**Text section**
━━━━━━━━━━
She pointed out that adding to ongoing uncertainty for investors was the Mangaung conference’s failure to thoroughly debate the introduction of a super-tax on mining companies, first mentioned in June 2012.
IMPACT OF STRIKES
Van Eck said for much of 2013, South Africa would be subjected to the impact of the tragedy at London-based Lonmin’s Marikana mine, near Rustenburg, were 34 miners were shot and killed in a confrontation with police, in August.
The industry was awaiting the outcome of the Farnham Commission’s inquiry into the shootings.
“Similarly, I do not believe that we have yet felt the full impact of last year’s labour strikes and subsequent wage increases. The effect of lost production and higher wages will likely be felt in the first half of 2013 at best. Unless higher wages are coupled with higher productivity, I anticipate closures at marginal mines,” Van Eck warned.
━━━━━━━━━━
**What you need to do**
Proceed with the article on South Africa's mining industry by writing what comes after its final sentence. The items that come next are separate from the article on South Africa's mining industry.

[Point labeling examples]
━━━━━━━━━━
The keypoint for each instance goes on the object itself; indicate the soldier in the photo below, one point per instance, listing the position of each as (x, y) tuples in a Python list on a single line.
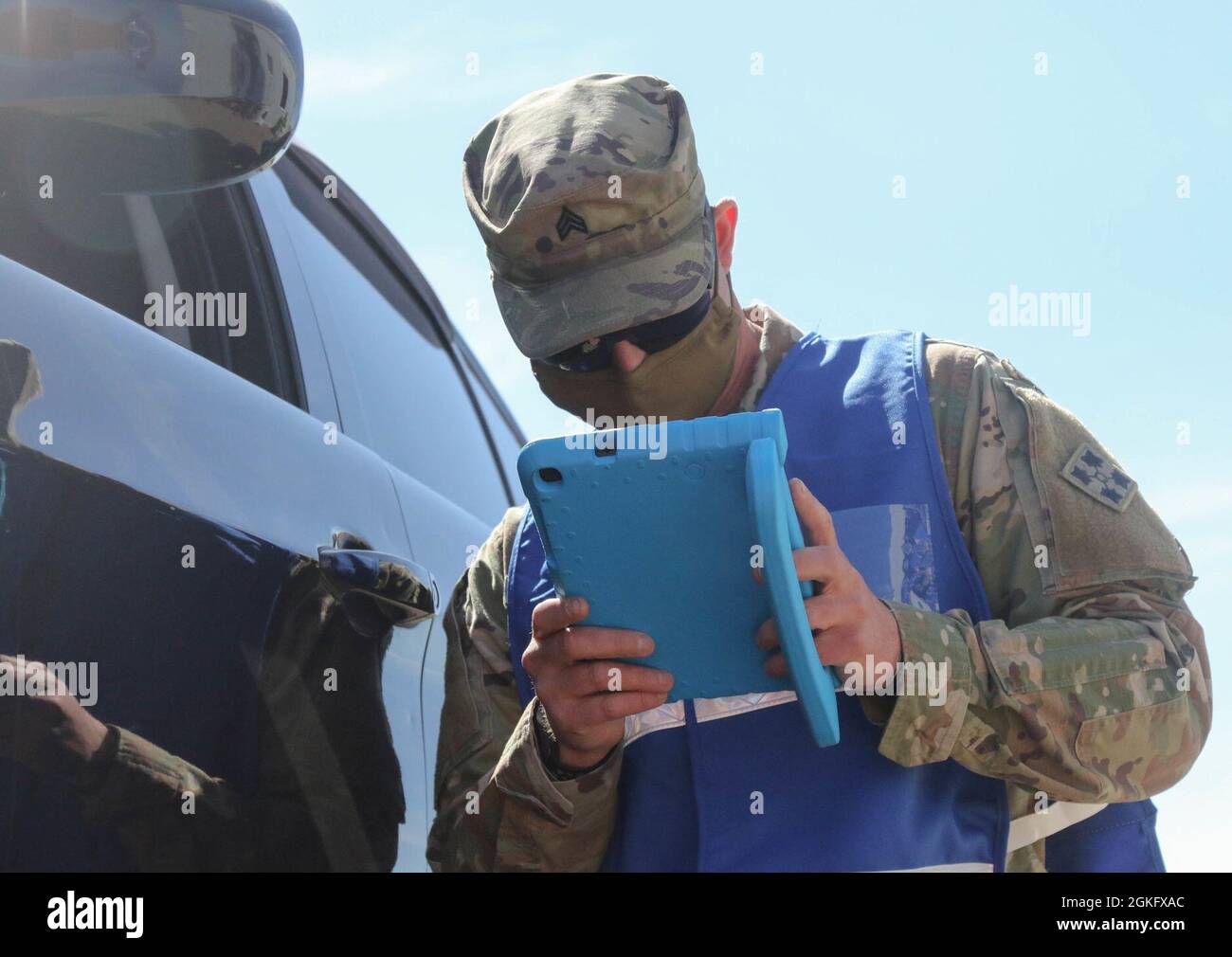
[(1031, 568)]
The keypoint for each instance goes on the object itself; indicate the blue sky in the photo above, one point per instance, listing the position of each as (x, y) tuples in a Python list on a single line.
[(1058, 183)]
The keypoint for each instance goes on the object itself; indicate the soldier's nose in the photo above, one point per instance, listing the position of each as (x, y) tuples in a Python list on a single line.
[(626, 356)]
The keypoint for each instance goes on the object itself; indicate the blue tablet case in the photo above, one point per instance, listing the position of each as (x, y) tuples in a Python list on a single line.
[(660, 536)]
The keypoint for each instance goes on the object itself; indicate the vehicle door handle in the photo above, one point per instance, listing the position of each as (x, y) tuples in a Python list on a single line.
[(402, 591)]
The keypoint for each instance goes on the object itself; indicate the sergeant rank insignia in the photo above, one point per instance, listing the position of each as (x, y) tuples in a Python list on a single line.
[(1099, 478)]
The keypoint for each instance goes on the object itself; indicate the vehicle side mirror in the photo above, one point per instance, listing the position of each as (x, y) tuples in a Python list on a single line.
[(144, 97)]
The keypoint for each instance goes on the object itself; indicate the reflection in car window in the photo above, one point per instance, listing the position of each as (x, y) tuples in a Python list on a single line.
[(118, 249), (408, 402)]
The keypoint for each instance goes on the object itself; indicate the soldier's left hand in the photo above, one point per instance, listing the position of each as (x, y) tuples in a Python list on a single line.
[(50, 731), (849, 623)]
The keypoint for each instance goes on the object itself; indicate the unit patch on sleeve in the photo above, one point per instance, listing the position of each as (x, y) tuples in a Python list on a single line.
[(1099, 478)]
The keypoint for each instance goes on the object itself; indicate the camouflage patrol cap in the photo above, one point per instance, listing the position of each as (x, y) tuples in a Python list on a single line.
[(592, 208)]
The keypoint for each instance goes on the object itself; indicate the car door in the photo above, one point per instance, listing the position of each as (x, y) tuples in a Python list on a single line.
[(169, 497), (406, 390)]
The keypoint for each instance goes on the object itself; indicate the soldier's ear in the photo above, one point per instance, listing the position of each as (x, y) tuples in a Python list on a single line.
[(726, 213)]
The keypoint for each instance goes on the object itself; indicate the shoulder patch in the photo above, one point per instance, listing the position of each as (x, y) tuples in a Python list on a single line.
[(1097, 477)]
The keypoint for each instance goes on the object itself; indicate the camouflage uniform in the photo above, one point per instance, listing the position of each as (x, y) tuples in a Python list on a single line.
[(1089, 682), (1070, 690)]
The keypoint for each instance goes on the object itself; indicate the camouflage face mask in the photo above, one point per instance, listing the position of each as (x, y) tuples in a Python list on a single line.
[(680, 382)]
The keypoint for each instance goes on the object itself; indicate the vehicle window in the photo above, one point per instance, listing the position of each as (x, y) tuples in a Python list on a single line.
[(122, 250), (506, 440), (405, 397)]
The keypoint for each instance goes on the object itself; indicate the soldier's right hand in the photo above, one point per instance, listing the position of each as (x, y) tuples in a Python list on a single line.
[(586, 694)]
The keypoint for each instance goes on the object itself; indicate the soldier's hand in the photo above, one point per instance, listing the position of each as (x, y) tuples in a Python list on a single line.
[(584, 693), (849, 623), (48, 731)]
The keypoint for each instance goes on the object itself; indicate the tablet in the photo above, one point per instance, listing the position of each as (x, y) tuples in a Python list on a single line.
[(660, 526)]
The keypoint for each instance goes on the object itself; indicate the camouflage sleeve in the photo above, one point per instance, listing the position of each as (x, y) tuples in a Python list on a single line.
[(1091, 682), (327, 795), (498, 808), (140, 792)]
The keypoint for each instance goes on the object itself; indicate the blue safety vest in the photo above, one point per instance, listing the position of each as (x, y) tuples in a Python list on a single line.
[(737, 784)]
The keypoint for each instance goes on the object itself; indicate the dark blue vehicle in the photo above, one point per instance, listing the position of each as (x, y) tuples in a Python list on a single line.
━━━━━━━━━━
**Answer to the exercise**
Meanwhile, burdened by credit downgrades, mining companies were anticipated to struggle to raise capital for new projects or for operational improvements.
Van Eck said the situation could be amplified, as further downgrades were a strong likelihood.
However, despite a challenging outlook for mining companies in 2013, it was by no means hopeless.
Van Eck suggested that companies could improve their positions by recapitalising their businesses and strengthening their risk management.